Texto:
▼▼▼
Wilo, Guillermo Foncea Sandoval de Los Ángeles, era scout desde los 4 años, muy cercano a su padre, le gustaban las fiestas y tenía muchos amigos. Su madre le enseñó a cantar, por lo que hacían dúos tocando con la guitarra. Jonathan Bustos Bastías llegó desde Concepción a vivir a Chacayal y partió a presentarse al pueblo con impermeable nuevo y guitarra en mano, transformándose rápidamente en un joven querido y conocido por todos.  

A Naldo, Arnaldo Jorquera Jara, le gustaba cantar hip hop, de niño actuaba y demostró tener altas habilidades para el dibujo, por lo que en su casa siempre pensaron que sería un pintor. Se fue a inscribir al servicio de malas ganas, pero se alegró una vez que se encontró con su compañero de Mulchén, Ricardo Seguel, por lo que estaba pensando seguir la carrera militar. 

No eran pocos los que ya habían terminado su enseñanza media y contaban con una especialidad técnica, entre ellos: Julio Renca Navarrete y Juan Ramírez Jara, quienes habían estudiado en el Liceo Industrial de Los Ángeles, mecánica automotriz; en el liceo de Laja Fredy Montoya Fica, electricidad y Francisco Montoya Montoya, construcciones metálicas; en Don Orione, José Bustamante Ortiz y Angel Saavedra, mecánica, mientras que Enzo Moisés estructuras metálicas. Esta misma especialidad hizo Jaime Bizama en el liceo de Monte Águila; en el liceo de Nacimiento, Silverio Avendaño estudió procesamiento de maderas; Luciano Fuentes Leiva, mecánica automotriz en un liceo de Santiago. 

También había quienes trabajaban en su casa o en lo que pudieran: Roberto Contreras Mellado en una fábrica maderera de Los Ángeles; Christopher Pérez Sánchez en una constructora en La Serena; Guillermo Gacitúa Quijada fotografiando turistas en los saltos del Laja; Víctor Aqueveque Erices cosechando uvas como temporero en el norte; Cristian Herrera de empaquetador en un supermercado y su primo Ignacio Vallejos, manejando y arreglando vehículos; Carlos Quezada Véjar tomando corales a la orilla del río; José Ortega Astudillo cortando leña; Miguel Piñaleo Llaulén, arreglando artefactos para sus vecinos; Freddy Pilar Parada en una empresa eléctrica donde habían prometido contratarlo.
▲▲▲
Consigna: Por favor, reproduce tal cual el fragmento del texto que va desde «Wilo, Guillermo Foncea» hasta «la carrera militar.», ambos incluidos.

Datos proporcionados:
▼▼▼
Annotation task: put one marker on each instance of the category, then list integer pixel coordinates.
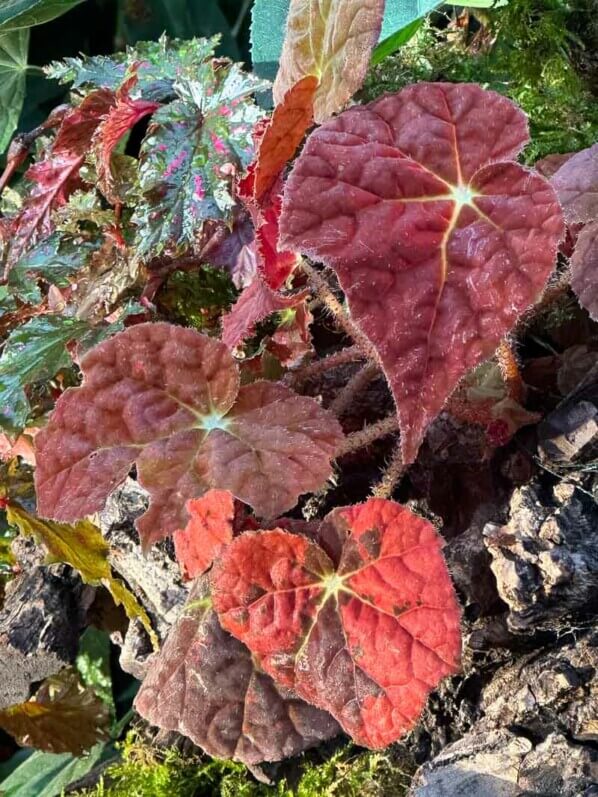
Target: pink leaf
(205, 685)
(363, 625)
(439, 239)
(168, 399)
(208, 532)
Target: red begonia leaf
(255, 304)
(332, 41)
(576, 184)
(208, 532)
(363, 625)
(168, 399)
(56, 176)
(439, 239)
(584, 269)
(205, 685)
(121, 118)
(288, 125)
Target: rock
(40, 623)
(545, 559)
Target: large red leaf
(584, 269)
(363, 625)
(168, 399)
(208, 532)
(332, 41)
(56, 176)
(205, 685)
(439, 239)
(576, 183)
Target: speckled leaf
(192, 151)
(205, 685)
(168, 399)
(63, 717)
(208, 532)
(584, 269)
(366, 634)
(440, 240)
(332, 41)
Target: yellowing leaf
(333, 41)
(83, 547)
(63, 717)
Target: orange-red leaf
(206, 685)
(440, 240)
(333, 42)
(289, 123)
(363, 625)
(208, 532)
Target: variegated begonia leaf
(206, 685)
(190, 156)
(332, 41)
(364, 624)
(439, 239)
(168, 399)
(56, 176)
(208, 532)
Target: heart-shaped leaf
(439, 239)
(168, 399)
(363, 625)
(205, 685)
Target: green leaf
(54, 260)
(14, 47)
(19, 14)
(392, 43)
(268, 27)
(181, 19)
(33, 352)
(48, 774)
(187, 155)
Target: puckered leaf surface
(208, 532)
(439, 239)
(584, 269)
(168, 399)
(205, 685)
(363, 625)
(332, 41)
(63, 717)
(576, 183)
(82, 547)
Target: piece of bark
(545, 559)
(40, 623)
(154, 578)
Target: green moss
(528, 50)
(144, 771)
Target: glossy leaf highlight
(440, 240)
(364, 624)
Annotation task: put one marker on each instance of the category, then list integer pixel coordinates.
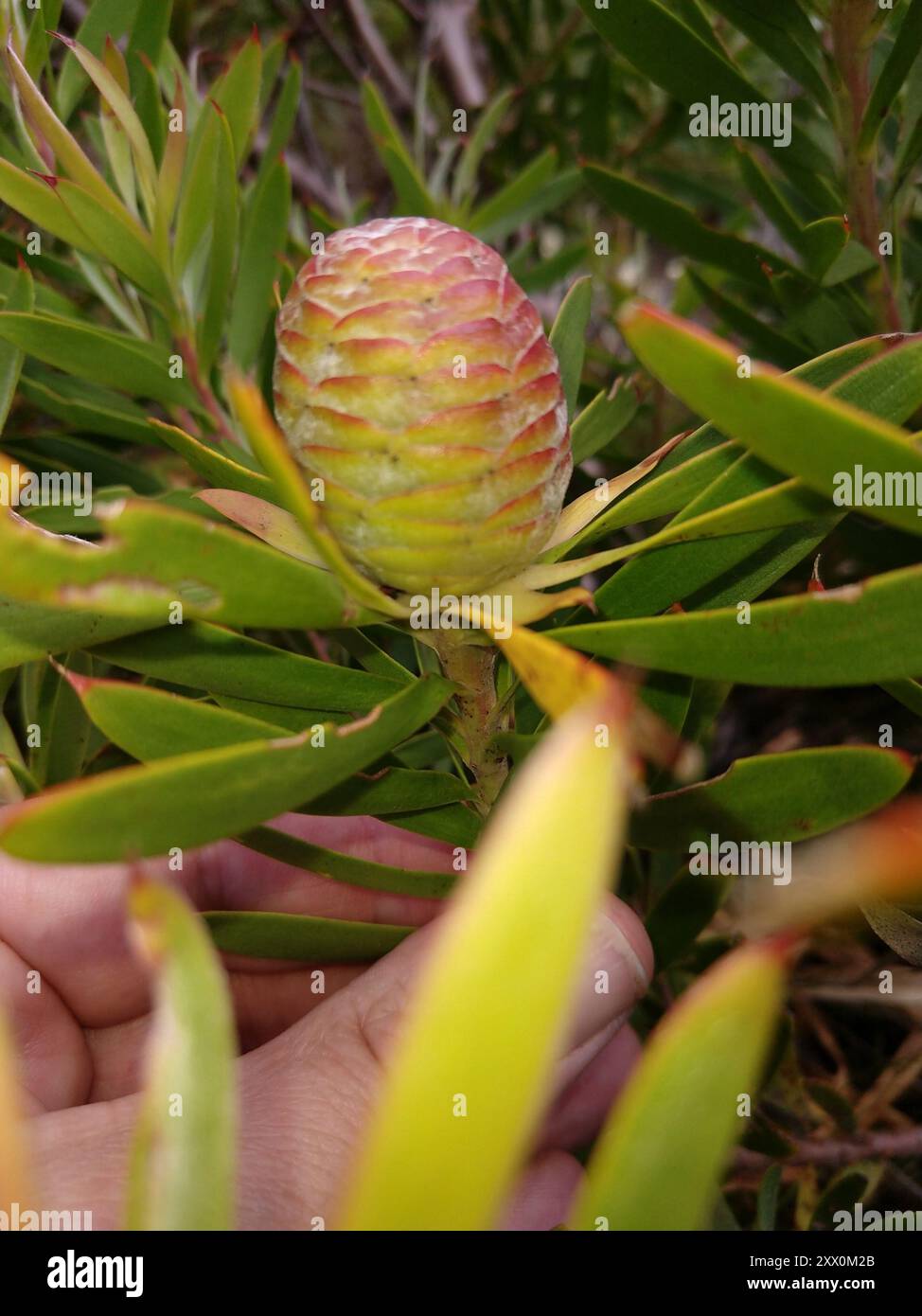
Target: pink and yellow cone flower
(413, 377)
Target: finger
(54, 1066)
(264, 1005)
(543, 1194)
(68, 923)
(307, 1096)
(580, 1110)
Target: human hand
(310, 1065)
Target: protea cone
(415, 378)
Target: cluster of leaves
(149, 233)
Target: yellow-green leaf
(659, 1157)
(182, 1173)
(502, 972)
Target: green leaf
(263, 241)
(345, 867)
(36, 198)
(223, 662)
(192, 799)
(409, 186)
(683, 911)
(124, 112)
(662, 493)
(100, 355)
(773, 798)
(533, 189)
(151, 724)
(865, 374)
(855, 636)
(182, 1169)
(110, 237)
(67, 151)
(604, 418)
(301, 937)
(667, 51)
(776, 347)
(503, 971)
(269, 523)
(20, 297)
(64, 726)
(283, 120)
(222, 252)
(145, 47)
(155, 559)
(902, 56)
(784, 32)
(29, 631)
(395, 790)
(659, 1157)
(217, 468)
(771, 414)
(84, 407)
(567, 337)
(898, 930)
(196, 198)
(466, 176)
(691, 70)
(104, 19)
(269, 445)
(237, 92)
(679, 228)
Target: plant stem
(854, 26)
(472, 667)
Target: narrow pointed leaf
(182, 1171)
(503, 971)
(100, 355)
(902, 56)
(154, 557)
(775, 798)
(659, 1157)
(854, 636)
(771, 414)
(874, 861)
(567, 337)
(225, 662)
(192, 799)
(216, 466)
(301, 937)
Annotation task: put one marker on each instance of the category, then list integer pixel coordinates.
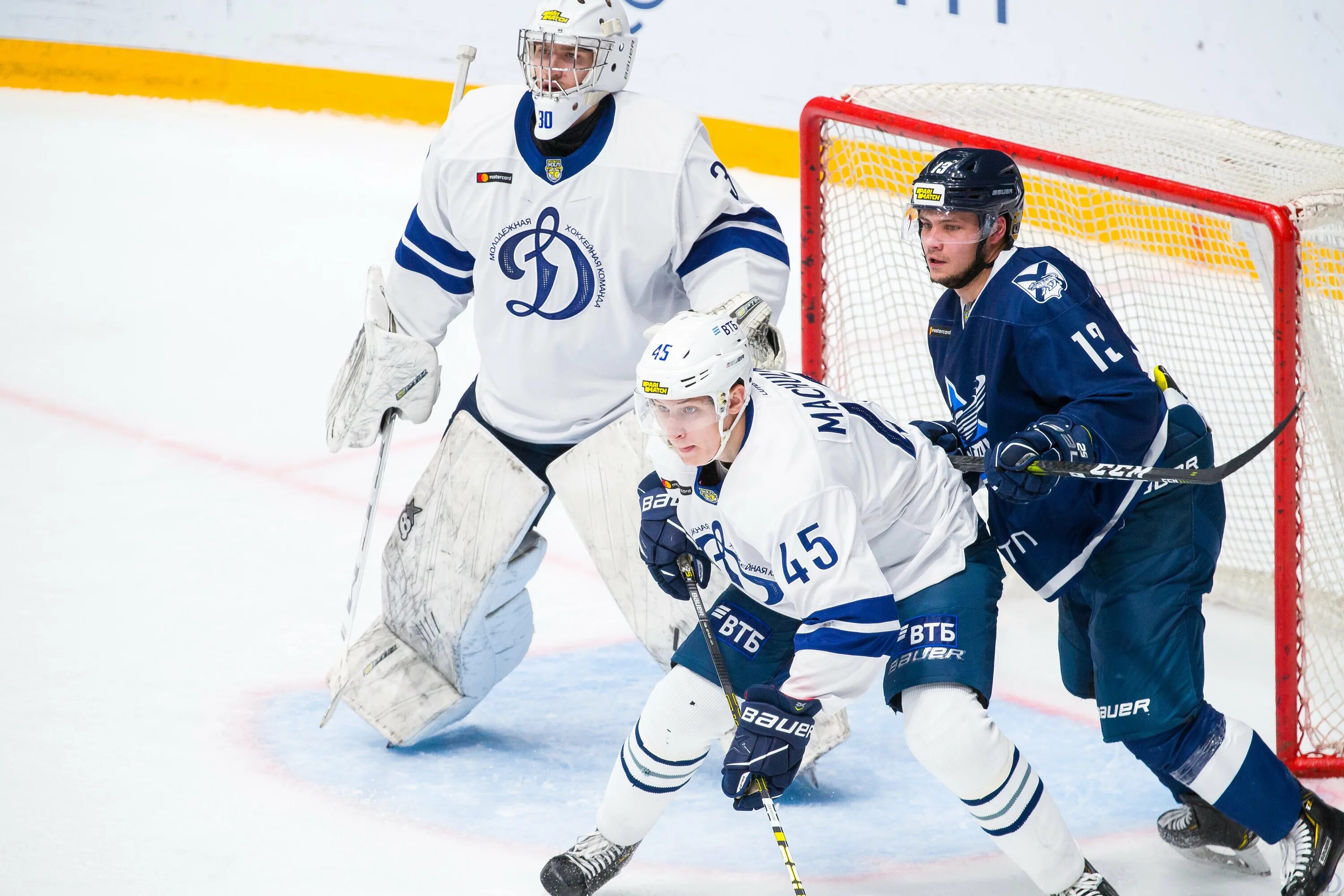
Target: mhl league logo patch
(1042, 281)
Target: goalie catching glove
(663, 540)
(385, 371)
(772, 737)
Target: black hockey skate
(1314, 848)
(1203, 835)
(1089, 884)
(585, 867)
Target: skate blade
(1244, 862)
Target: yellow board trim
(183, 76)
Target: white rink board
(178, 542)
(758, 61)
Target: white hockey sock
(953, 737)
(683, 716)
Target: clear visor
(681, 421)
(932, 226)
(560, 64)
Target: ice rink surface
(181, 284)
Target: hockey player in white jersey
(831, 521)
(572, 215)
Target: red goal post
(861, 152)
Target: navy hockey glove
(1051, 439)
(943, 435)
(663, 539)
(771, 741)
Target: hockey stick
(1213, 476)
(687, 569)
(353, 601)
(465, 54)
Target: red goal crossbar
(1288, 523)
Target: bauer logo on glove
(772, 737)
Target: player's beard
(964, 277)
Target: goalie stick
(687, 569)
(465, 54)
(1129, 472)
(353, 601)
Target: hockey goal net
(1221, 249)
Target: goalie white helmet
(687, 374)
(574, 53)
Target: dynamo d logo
(554, 256)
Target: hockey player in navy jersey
(1034, 366)
(855, 555)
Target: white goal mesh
(1193, 288)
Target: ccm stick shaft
(465, 54)
(1127, 472)
(687, 569)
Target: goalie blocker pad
(456, 612)
(596, 481)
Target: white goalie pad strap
(596, 481)
(455, 575)
(385, 370)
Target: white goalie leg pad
(597, 482)
(385, 370)
(953, 737)
(393, 687)
(682, 718)
(455, 575)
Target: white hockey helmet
(574, 53)
(693, 357)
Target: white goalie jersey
(568, 261)
(830, 513)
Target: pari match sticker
(928, 194)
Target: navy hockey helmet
(986, 182)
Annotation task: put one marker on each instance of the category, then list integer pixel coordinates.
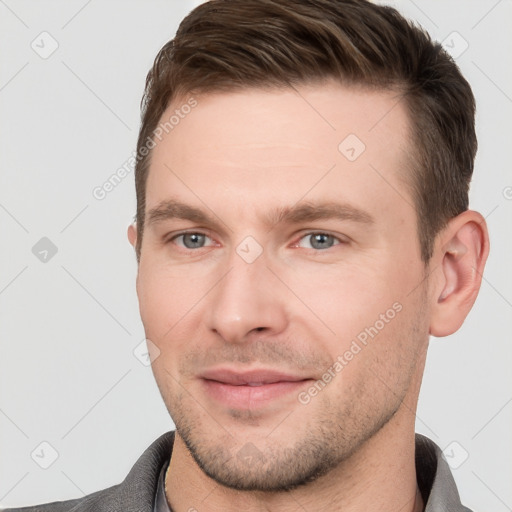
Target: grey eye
(321, 240)
(193, 240)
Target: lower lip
(250, 397)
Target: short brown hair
(225, 45)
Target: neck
(380, 476)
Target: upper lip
(239, 378)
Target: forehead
(279, 145)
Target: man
(302, 228)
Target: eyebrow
(303, 212)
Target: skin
(298, 306)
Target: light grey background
(69, 326)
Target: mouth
(250, 389)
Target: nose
(247, 301)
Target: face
(280, 280)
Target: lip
(250, 389)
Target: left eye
(192, 240)
(318, 241)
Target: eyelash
(338, 239)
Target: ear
(132, 234)
(460, 255)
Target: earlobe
(132, 234)
(461, 254)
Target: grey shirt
(143, 488)
(434, 477)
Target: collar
(434, 476)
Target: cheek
(167, 295)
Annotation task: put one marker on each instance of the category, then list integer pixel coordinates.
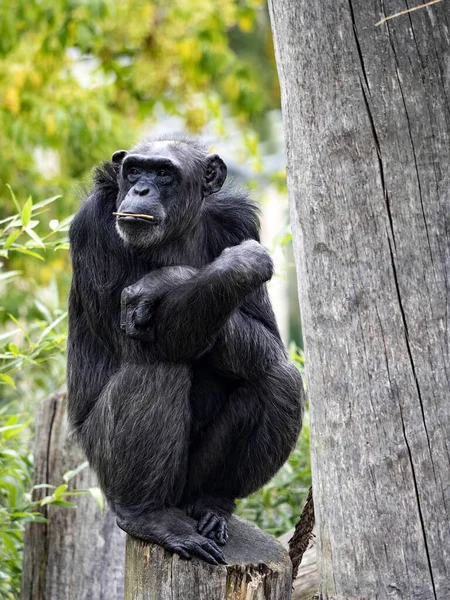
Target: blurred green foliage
(78, 80)
(80, 77)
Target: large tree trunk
(366, 114)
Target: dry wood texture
(79, 554)
(367, 122)
(258, 569)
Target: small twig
(403, 12)
(302, 534)
(149, 217)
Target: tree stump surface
(258, 568)
(79, 553)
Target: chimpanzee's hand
(139, 301)
(249, 262)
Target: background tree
(367, 124)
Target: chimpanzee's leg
(244, 446)
(136, 438)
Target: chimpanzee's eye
(133, 174)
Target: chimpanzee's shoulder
(231, 217)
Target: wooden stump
(258, 568)
(78, 554)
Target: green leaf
(26, 212)
(34, 236)
(71, 474)
(11, 239)
(28, 252)
(52, 326)
(59, 491)
(63, 503)
(96, 493)
(9, 381)
(14, 199)
(8, 334)
(43, 486)
(9, 275)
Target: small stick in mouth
(148, 217)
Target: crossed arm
(187, 312)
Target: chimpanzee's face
(161, 190)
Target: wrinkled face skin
(161, 190)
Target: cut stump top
(258, 568)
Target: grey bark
(306, 584)
(79, 554)
(367, 122)
(258, 569)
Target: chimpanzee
(180, 390)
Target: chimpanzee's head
(162, 185)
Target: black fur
(180, 390)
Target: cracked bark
(367, 124)
(258, 568)
(79, 554)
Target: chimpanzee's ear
(118, 157)
(214, 175)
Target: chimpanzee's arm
(249, 341)
(189, 318)
(90, 362)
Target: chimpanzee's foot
(172, 530)
(212, 515)
(214, 527)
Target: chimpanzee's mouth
(127, 217)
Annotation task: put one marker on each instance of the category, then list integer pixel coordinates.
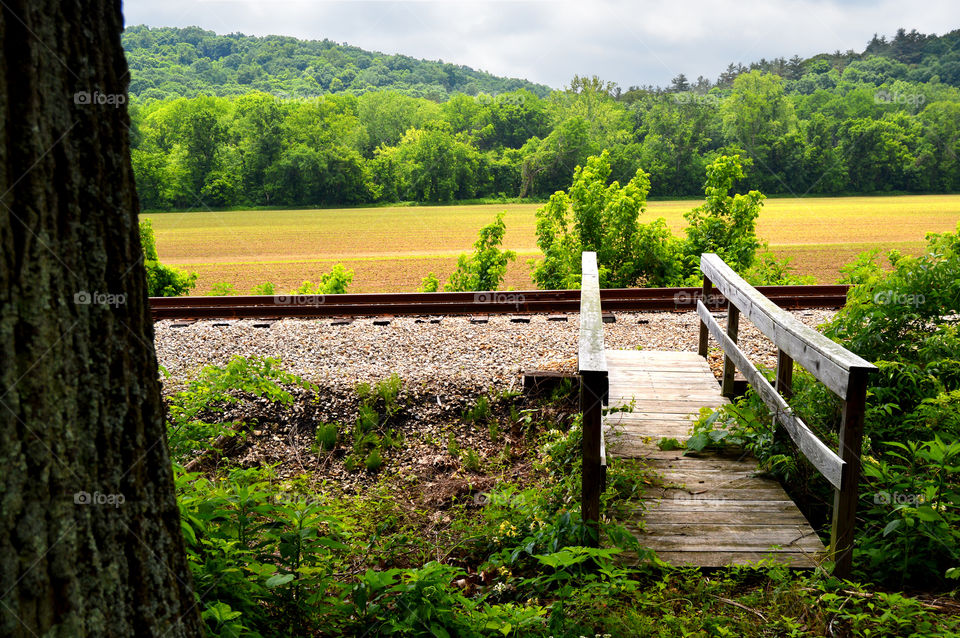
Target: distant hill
(170, 62)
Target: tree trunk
(90, 540)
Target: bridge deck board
(710, 509)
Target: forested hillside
(886, 119)
(167, 62)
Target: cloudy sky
(547, 41)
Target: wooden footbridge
(712, 509)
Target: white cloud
(548, 41)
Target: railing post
(594, 385)
(784, 386)
(733, 326)
(704, 333)
(593, 389)
(845, 499)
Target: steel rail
(479, 303)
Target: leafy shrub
(480, 412)
(326, 438)
(222, 289)
(471, 460)
(162, 281)
(595, 215)
(190, 428)
(263, 289)
(430, 283)
(486, 268)
(334, 282)
(374, 461)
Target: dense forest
(168, 62)
(267, 123)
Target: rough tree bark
(90, 541)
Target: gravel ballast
(436, 355)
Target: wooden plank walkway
(711, 509)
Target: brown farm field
(392, 248)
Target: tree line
(170, 62)
(854, 133)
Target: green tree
(755, 116)
(725, 224)
(486, 267)
(596, 216)
(162, 281)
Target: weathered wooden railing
(837, 368)
(594, 385)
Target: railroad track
(473, 303)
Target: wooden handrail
(842, 371)
(594, 388)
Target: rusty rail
(461, 303)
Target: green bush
(263, 289)
(162, 281)
(222, 289)
(192, 418)
(487, 266)
(326, 437)
(334, 282)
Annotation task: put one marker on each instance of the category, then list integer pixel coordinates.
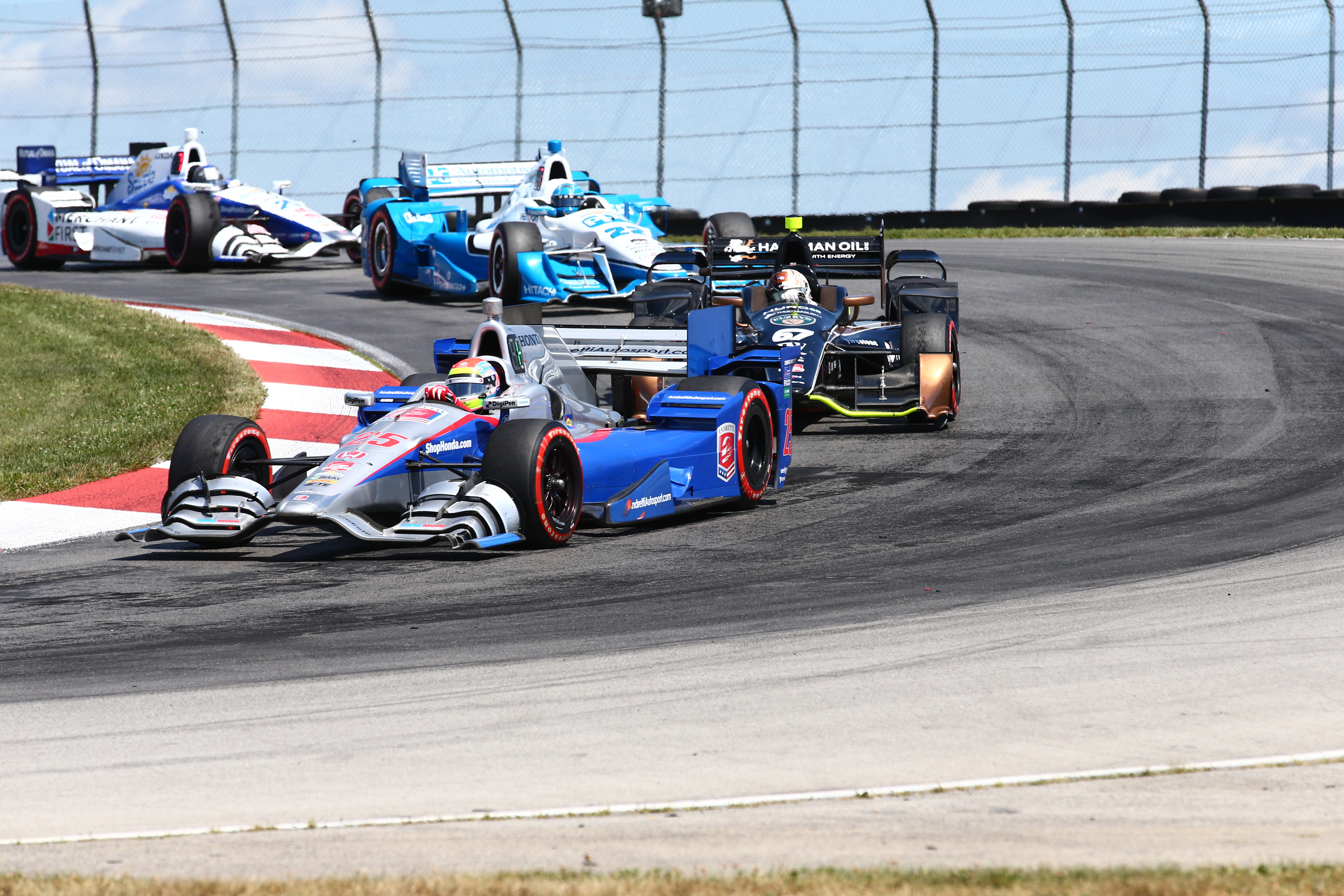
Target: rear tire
(350, 220)
(190, 230)
(510, 240)
(729, 225)
(538, 464)
(19, 234)
(382, 257)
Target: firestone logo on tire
(728, 451)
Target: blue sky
(591, 79)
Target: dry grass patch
(1279, 880)
(95, 389)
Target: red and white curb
(306, 379)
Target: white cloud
(1107, 186)
(991, 185)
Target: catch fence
(753, 105)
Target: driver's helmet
(566, 198)
(474, 381)
(791, 287)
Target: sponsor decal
(647, 503)
(792, 335)
(417, 416)
(450, 445)
(794, 320)
(728, 444)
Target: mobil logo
(728, 451)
▲▲▲
Solución del ejercicio:
Wilo, Guillermo Foncea Sandoval de Los Ángeles, era scout desde los 4 años, muy cercano a su padre, le gustaban las fiestas y tenía muchos amigos. Su madre le enseñó a cantar, por lo que hacían dúos tocando con la guitarra. Jonathan Bustos Bastías llegó desde Concepción a vivir a Chacayal y partió a presentarse al pueblo con impermeable nuevo y guitarra en mano, transformándose rápidamente en un joven querido y conocido por todos.  

A Naldo, Arnaldo Jorquera Jara, le gustaba cantar hip hop, de niño actuaba y demostró tener altas habilidades para el dibujo, por lo que en su casa siempre pensaron que sería un pintor. Se fue a inscribir al servicio de malas ganas, pero se alegró una vez que se encontró con su compañero de Mulchén, Ricardo Seguel, por lo que estaba pensando seguir la carrera militar.